:: ACTIVITY ::
Among the lines below, copy exactly those from the one with "We need ground-truth boxes for eyebrow" through the one with "We need ground-truth boxes for gray textured", counting both ends.

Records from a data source
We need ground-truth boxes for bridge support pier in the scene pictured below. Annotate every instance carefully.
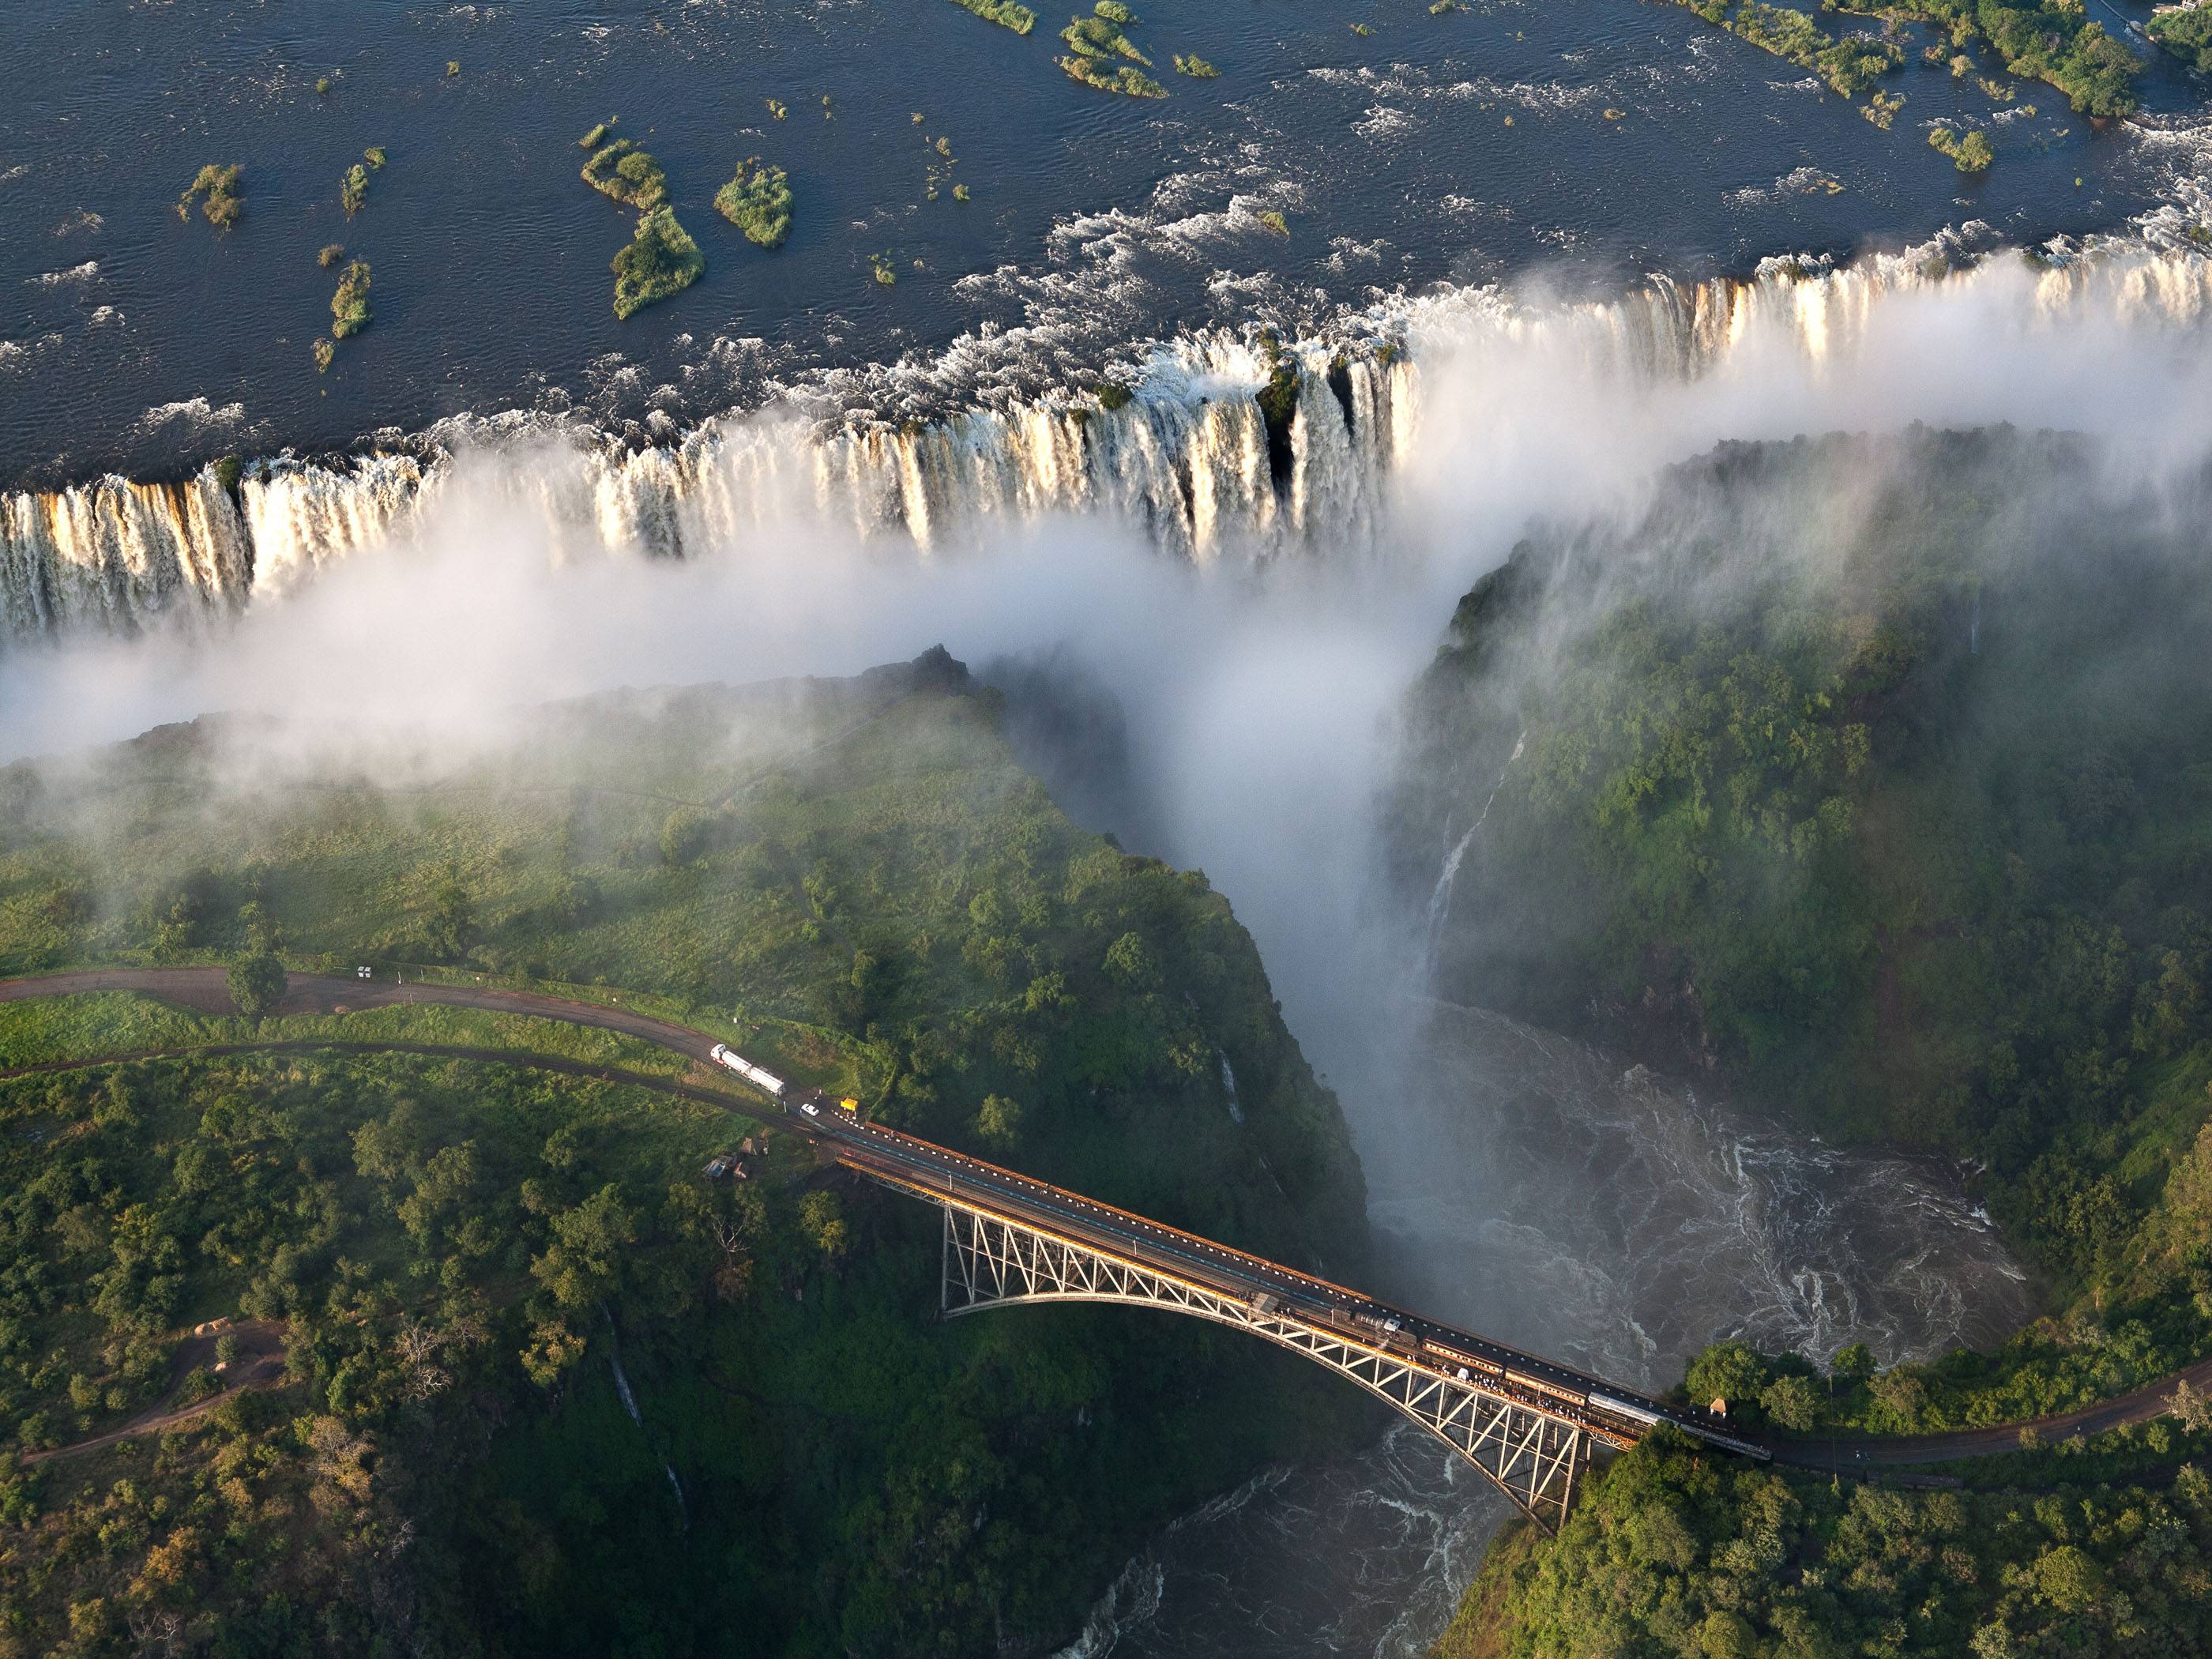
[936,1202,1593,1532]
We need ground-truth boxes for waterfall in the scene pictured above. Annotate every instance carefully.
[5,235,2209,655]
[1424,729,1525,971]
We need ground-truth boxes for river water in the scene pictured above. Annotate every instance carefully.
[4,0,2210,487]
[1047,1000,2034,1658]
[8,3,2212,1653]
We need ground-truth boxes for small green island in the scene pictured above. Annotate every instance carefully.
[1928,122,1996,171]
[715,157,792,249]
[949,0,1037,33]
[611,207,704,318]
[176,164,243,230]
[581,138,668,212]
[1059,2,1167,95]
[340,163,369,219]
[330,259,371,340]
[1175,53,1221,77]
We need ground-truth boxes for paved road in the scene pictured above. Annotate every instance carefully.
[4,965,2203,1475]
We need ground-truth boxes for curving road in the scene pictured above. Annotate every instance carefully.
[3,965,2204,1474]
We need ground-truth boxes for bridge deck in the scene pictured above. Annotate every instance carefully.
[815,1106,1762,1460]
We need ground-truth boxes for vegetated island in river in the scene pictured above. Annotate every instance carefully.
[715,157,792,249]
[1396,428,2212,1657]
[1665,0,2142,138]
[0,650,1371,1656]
---
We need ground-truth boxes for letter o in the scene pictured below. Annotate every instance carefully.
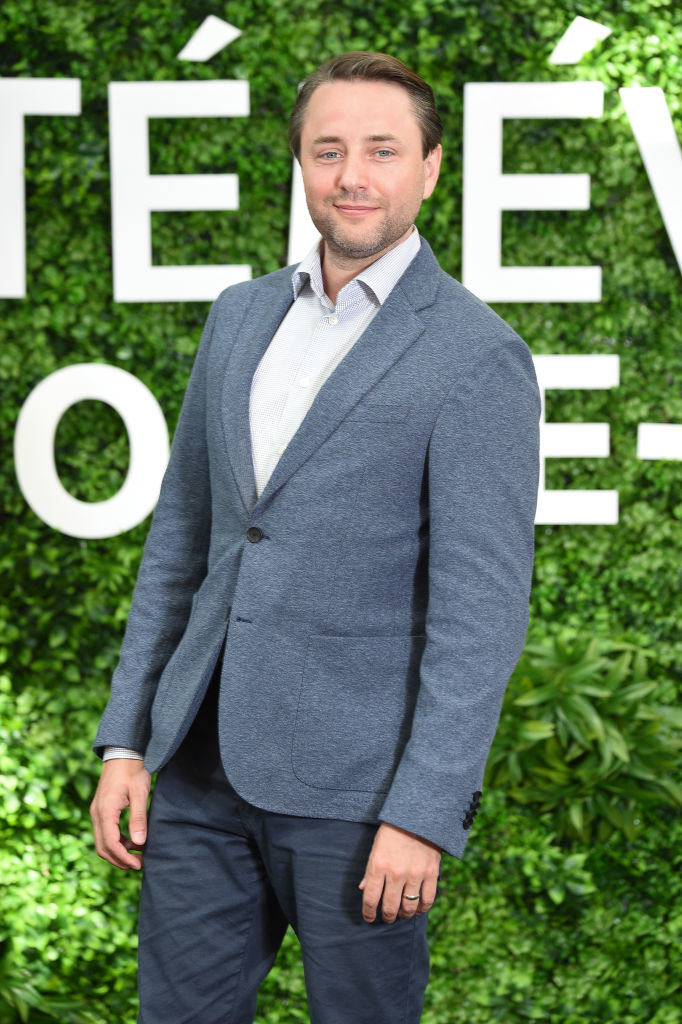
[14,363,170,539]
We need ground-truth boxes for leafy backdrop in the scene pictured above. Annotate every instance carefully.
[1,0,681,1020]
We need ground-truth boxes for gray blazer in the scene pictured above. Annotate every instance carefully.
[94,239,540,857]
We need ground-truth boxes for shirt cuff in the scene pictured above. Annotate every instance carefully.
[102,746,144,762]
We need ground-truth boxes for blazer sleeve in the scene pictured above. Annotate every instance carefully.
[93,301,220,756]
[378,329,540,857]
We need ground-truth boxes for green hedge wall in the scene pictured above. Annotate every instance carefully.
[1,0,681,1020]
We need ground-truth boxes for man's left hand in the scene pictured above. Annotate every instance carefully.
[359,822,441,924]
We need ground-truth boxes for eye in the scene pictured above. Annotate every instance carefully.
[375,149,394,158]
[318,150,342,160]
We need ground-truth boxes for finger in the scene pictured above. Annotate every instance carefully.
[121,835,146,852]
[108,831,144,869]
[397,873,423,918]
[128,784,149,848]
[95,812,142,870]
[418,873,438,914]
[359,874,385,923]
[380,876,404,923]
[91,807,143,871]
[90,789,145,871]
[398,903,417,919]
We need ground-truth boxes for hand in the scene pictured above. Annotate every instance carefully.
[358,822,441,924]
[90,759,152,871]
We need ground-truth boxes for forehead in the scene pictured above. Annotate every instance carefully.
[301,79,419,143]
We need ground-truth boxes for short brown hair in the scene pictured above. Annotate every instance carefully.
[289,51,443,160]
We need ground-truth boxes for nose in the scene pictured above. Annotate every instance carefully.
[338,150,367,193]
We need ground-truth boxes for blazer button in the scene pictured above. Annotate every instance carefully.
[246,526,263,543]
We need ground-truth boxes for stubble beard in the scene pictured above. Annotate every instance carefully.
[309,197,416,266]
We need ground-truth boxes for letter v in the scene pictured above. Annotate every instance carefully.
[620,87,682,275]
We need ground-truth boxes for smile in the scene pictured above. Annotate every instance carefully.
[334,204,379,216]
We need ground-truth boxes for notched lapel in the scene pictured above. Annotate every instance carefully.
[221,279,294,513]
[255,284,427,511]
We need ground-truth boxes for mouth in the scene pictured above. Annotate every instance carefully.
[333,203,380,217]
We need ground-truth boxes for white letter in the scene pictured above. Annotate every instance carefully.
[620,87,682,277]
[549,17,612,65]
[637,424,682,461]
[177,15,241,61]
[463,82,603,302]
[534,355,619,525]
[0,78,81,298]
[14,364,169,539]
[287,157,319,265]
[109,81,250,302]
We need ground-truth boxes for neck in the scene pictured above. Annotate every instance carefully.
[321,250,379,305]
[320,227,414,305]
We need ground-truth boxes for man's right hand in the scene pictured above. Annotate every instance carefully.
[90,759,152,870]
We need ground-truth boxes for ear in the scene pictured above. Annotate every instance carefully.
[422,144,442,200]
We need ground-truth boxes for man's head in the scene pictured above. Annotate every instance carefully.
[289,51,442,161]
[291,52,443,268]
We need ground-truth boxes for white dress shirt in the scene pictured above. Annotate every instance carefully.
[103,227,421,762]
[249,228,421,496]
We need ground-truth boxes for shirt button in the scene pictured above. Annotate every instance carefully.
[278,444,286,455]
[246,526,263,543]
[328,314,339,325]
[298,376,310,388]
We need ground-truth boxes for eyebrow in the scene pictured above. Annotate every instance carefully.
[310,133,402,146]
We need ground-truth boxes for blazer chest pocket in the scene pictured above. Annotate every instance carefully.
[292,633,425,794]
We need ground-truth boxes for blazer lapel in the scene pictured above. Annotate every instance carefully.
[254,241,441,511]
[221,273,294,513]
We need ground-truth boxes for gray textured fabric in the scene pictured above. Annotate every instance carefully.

:: RESULT BELOW ::
We need ground-truth boxes for eyebrow in the scene pictured above. Annotate every instance carefully.
[310,133,402,146]
We need ground-truth boxes for blazer chest pocket in the scene pictured above. Annotate every instance carefully.
[292,633,425,794]
We need ground-truth boxes for blazer lapel in the scene pictured above. Annotate every instance carefully.
[254,241,441,511]
[221,273,294,513]
We need ground-truth boxes for gray textured fabric in the scene pictured above. Annotate every instance carefully.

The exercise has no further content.